§ **Goal of the exercise**: The line containing "Can you find the terracotta" marks the start; return it and every line after it in the listing below, exactly, through the last.

§ **Listed records**:
# # # # #
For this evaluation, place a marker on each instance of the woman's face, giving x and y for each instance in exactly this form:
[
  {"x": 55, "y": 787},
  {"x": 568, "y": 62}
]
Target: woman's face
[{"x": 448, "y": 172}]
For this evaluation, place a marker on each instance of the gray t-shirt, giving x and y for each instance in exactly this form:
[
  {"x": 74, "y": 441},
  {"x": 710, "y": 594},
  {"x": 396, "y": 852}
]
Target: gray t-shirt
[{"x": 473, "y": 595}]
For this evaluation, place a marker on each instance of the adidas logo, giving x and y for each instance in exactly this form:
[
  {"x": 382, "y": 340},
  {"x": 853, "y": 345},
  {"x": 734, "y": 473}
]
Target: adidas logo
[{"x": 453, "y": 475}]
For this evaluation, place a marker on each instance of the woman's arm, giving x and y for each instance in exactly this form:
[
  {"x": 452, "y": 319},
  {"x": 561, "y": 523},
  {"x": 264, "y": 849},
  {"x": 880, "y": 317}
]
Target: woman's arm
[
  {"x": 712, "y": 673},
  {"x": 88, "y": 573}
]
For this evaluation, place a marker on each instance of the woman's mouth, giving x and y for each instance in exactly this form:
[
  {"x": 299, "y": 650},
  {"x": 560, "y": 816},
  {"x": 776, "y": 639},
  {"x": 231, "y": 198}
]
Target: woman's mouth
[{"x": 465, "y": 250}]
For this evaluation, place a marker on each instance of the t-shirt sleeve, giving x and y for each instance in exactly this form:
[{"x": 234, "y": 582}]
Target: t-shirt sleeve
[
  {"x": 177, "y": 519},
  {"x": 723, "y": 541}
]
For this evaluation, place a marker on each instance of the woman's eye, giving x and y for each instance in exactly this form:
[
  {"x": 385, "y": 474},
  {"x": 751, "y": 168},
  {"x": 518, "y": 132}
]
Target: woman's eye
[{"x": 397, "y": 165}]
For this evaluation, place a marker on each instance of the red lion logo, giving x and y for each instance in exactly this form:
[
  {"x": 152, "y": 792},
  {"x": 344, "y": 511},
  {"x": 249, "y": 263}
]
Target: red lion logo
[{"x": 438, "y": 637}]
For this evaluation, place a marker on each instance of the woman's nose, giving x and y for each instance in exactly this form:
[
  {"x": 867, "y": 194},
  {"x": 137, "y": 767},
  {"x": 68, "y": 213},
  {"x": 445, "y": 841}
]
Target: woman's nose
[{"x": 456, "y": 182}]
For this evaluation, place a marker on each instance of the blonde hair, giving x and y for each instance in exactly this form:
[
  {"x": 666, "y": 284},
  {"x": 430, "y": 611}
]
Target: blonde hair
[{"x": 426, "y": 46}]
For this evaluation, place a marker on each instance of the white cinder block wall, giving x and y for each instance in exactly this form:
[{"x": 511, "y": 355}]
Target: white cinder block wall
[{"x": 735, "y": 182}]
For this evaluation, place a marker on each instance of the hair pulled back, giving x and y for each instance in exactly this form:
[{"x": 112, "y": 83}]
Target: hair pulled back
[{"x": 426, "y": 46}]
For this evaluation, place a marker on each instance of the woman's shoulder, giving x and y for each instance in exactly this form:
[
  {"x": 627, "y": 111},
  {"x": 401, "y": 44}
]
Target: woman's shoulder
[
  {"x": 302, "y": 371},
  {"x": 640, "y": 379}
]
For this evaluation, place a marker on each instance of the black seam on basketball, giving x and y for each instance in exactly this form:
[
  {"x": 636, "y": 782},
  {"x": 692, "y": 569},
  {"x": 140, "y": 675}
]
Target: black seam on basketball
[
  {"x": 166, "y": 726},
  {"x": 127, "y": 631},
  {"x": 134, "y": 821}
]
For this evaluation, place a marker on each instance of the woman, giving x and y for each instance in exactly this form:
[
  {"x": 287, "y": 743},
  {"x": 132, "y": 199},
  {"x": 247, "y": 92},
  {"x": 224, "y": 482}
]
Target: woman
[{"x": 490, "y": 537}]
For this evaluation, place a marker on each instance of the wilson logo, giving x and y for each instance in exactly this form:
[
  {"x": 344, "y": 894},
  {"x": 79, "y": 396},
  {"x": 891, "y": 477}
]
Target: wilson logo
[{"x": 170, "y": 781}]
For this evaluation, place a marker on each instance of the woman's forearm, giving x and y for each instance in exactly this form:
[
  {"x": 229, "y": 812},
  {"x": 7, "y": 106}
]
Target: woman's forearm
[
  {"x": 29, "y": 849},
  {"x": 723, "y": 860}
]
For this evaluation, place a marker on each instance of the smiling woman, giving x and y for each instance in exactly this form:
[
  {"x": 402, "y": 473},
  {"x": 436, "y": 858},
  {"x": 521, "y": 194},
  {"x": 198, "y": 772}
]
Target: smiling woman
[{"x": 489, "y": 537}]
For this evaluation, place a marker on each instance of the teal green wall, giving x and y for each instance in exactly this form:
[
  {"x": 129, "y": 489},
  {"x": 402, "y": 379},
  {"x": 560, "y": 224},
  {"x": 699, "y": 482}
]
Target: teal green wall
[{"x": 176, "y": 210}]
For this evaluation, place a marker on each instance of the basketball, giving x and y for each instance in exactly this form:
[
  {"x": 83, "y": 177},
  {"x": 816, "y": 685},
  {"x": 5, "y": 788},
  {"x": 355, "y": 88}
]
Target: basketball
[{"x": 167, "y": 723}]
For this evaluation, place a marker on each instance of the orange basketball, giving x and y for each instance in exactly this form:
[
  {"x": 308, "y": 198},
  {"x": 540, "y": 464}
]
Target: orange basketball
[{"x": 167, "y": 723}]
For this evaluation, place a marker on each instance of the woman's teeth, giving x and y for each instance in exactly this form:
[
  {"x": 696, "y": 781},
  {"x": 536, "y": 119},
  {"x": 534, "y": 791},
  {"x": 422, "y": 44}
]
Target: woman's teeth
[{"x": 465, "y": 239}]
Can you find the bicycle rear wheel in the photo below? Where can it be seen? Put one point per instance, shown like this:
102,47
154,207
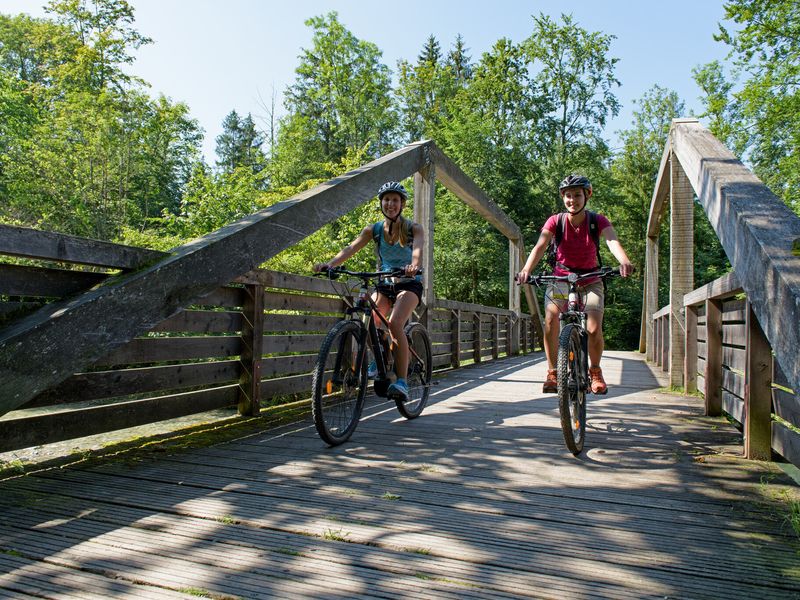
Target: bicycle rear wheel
571,388
420,365
339,384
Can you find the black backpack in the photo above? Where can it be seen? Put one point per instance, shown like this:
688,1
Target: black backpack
594,231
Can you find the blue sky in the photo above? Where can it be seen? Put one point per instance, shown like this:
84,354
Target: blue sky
220,55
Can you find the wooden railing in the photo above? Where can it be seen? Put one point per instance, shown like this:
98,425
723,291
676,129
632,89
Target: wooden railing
712,336
96,336
728,358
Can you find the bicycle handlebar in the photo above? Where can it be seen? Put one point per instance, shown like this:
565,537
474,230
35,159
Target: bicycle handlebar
334,272
603,272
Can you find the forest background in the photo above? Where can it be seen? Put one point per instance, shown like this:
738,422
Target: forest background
86,150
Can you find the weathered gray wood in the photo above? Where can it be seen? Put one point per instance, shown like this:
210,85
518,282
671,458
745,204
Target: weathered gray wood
647,336
64,425
458,182
424,210
124,382
455,339
734,406
202,321
18,280
690,362
713,371
681,264
719,289
299,283
58,247
47,347
149,350
758,392
252,348
757,231
786,443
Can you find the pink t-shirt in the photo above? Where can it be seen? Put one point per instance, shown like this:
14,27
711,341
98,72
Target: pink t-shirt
576,250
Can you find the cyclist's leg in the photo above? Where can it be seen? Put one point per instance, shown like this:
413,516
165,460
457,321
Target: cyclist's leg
594,322
555,302
403,307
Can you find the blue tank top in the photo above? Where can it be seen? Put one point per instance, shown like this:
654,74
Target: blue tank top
393,256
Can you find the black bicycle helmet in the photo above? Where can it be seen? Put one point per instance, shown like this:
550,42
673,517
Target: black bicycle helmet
392,186
575,180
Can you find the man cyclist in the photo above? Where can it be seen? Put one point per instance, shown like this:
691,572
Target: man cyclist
577,252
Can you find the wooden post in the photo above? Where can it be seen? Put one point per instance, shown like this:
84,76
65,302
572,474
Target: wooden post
713,373
757,391
424,201
681,277
252,351
455,337
514,303
651,297
476,344
690,355
495,336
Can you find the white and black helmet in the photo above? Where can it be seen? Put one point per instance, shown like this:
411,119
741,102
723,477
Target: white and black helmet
392,186
575,180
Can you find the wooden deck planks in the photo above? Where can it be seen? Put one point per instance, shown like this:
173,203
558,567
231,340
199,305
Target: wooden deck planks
477,498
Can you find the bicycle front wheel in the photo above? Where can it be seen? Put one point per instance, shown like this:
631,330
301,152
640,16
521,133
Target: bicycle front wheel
340,383
571,388
420,365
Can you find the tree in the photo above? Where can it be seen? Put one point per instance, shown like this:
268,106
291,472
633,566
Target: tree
341,100
763,118
575,74
239,144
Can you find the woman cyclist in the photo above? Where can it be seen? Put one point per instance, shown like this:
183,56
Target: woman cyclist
399,244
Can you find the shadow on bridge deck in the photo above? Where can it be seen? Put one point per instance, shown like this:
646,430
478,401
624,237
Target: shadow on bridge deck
477,498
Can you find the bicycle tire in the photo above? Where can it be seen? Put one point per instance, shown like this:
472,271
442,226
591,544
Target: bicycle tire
571,388
419,371
338,392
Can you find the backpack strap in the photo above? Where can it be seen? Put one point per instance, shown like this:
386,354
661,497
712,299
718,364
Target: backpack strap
594,232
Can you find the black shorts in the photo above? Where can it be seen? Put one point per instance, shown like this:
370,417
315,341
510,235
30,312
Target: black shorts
390,290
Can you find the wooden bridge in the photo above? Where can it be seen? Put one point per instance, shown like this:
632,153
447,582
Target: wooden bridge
478,497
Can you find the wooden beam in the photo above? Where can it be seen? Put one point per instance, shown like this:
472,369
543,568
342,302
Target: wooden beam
45,348
424,208
458,182
58,247
681,265
756,230
757,392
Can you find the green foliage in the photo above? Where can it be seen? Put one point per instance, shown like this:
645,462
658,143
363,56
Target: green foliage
761,121
84,150
340,100
239,144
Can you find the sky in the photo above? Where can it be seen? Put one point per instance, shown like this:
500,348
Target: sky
217,56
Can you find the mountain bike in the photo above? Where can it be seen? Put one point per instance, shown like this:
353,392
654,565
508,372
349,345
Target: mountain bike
340,379
573,356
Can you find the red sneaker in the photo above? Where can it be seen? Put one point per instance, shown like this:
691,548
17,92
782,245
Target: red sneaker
598,384
551,383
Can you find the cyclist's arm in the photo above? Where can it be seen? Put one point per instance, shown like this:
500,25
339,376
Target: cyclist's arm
362,240
535,256
625,266
416,250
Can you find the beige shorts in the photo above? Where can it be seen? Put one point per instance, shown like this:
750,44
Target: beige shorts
592,296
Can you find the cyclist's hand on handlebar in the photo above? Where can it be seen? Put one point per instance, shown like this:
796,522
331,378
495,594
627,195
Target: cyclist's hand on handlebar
522,276
626,269
411,270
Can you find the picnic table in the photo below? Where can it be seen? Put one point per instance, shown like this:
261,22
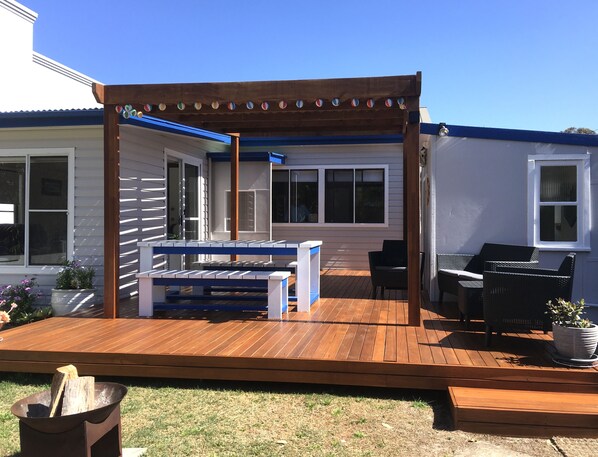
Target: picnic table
307,254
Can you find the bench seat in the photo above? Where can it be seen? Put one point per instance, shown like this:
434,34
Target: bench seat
152,286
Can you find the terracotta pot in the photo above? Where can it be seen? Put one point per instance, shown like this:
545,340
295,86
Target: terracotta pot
65,301
575,343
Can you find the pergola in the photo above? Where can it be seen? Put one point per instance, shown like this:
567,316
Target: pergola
324,107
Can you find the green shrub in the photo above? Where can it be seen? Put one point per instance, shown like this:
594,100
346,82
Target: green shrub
73,275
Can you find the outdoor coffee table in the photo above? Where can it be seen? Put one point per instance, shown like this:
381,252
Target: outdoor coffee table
# # # # #
§ **Exercise response**:
Can you find the terracotta pot in the photo above? Where can it be seen? Put one point per instance, shown like this:
545,340
295,86
Target: terracotta pot
65,301
575,343
Can you find the pergola in the photo above? Where can it be seen? Put one point per instance, shown like this:
567,316
Target: pergola
324,107
Can you find the green shrub in the photo above? Where can it be seen? Put one point per instance, shown like this:
594,100
346,82
Target: green shrub
73,275
Can you find the outdoor coffee table in the photo above? Where can it be seen? Put one point per instance, shown like this:
381,252
Target: outdoor coffee table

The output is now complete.